Copy the material below line for line without any changes, and leave the pictures out of your copy.

begin

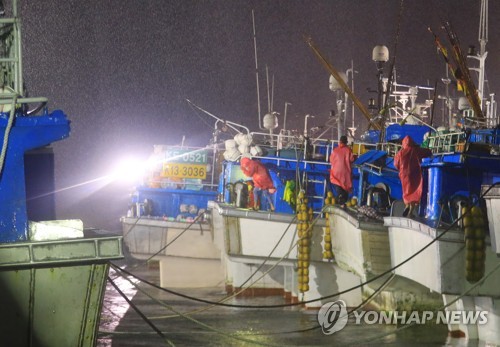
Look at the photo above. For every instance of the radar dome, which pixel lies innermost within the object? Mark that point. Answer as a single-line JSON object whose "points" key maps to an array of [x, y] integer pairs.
{"points": [[380, 53], [271, 121], [334, 84]]}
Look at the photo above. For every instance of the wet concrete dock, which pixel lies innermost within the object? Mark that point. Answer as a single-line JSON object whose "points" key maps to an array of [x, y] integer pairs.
{"points": [[184, 322]]}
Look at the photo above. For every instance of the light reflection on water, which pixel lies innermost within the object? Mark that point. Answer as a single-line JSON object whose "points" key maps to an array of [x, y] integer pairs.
{"points": [[277, 327]]}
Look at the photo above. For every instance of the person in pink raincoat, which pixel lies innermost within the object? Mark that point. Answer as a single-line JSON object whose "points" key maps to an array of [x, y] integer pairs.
{"points": [[262, 181], [407, 162], [341, 171]]}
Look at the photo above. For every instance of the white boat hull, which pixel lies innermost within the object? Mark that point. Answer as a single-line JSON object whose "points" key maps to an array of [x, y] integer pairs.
{"points": [[253, 238], [191, 259], [441, 268]]}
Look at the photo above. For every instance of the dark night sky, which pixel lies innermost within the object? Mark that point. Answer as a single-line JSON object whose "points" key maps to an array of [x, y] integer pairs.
{"points": [[122, 69]]}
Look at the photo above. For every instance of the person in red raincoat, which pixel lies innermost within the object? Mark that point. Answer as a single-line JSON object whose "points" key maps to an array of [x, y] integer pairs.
{"points": [[262, 181], [407, 162], [341, 171]]}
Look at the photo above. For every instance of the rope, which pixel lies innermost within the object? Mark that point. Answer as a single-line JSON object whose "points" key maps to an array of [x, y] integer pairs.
{"points": [[140, 313], [10, 122]]}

end

> ANSWER TO THE TASK:
Look at the photo above. For every instance of the radar dome, which pixel lies innermost within the object? Mark that point. Answer as a single-line JSON object whose "points" key maps to an array of [x, y] integer pairs.
{"points": [[380, 53], [271, 121], [334, 84]]}
Look at the photo above. For every instance of the wet concrete dock, which pixel lies innermost within the object? Mark that point. Answer as a single-line JSON object whose "points" key maps to an array of [x, y] integer pairs.
{"points": [[184, 322]]}
Look at the photo above. For every instance of the light reflection on water, which pixel lies innermost within the object? Mark that point. Answer as a single-line JSON object whose "points" key maps to an array of [x, y] integer pairs.
{"points": [[277, 327]]}
Look at the photo above. For every instance of the person in pink raincoat, which pixel lies innermost within the object? Mark that point. Answer as a single-line JSON object whose "points" key maps to an array of [x, y] integer pairs.
{"points": [[262, 181], [407, 162], [341, 171]]}
Look at the photo above. For every instance of the white boat hull, which pixel lies innermost within the object? Mark that point. Answer as a single-line JSON object whose "points" key maps to an array of [x, y] integer pairs.
{"points": [[253, 238], [191, 259], [441, 268]]}
Look at the photo above. For every instance of the dark night sky, which pixel lies innermost within the object? Mark that point. Answer as a single-line JSON object whose "points" key maps to an array of [x, y] integer pairs.
{"points": [[122, 69]]}
Look at the photo above. For every instance of the person in red raincoat, which pixel lies innermost within the object? Mark that point. Answer as a single-line JSON object whose "points" key maps to an array of [x, y] integer pairs.
{"points": [[262, 181], [407, 162], [341, 171]]}
Look at the photo above. For every instance of the rope, which pixel lies innermost within the object? Mark that point. Answer as a single-line JSON object whose "points" key maps to an array of [x, y] integer pairs.
{"points": [[140, 313], [10, 122]]}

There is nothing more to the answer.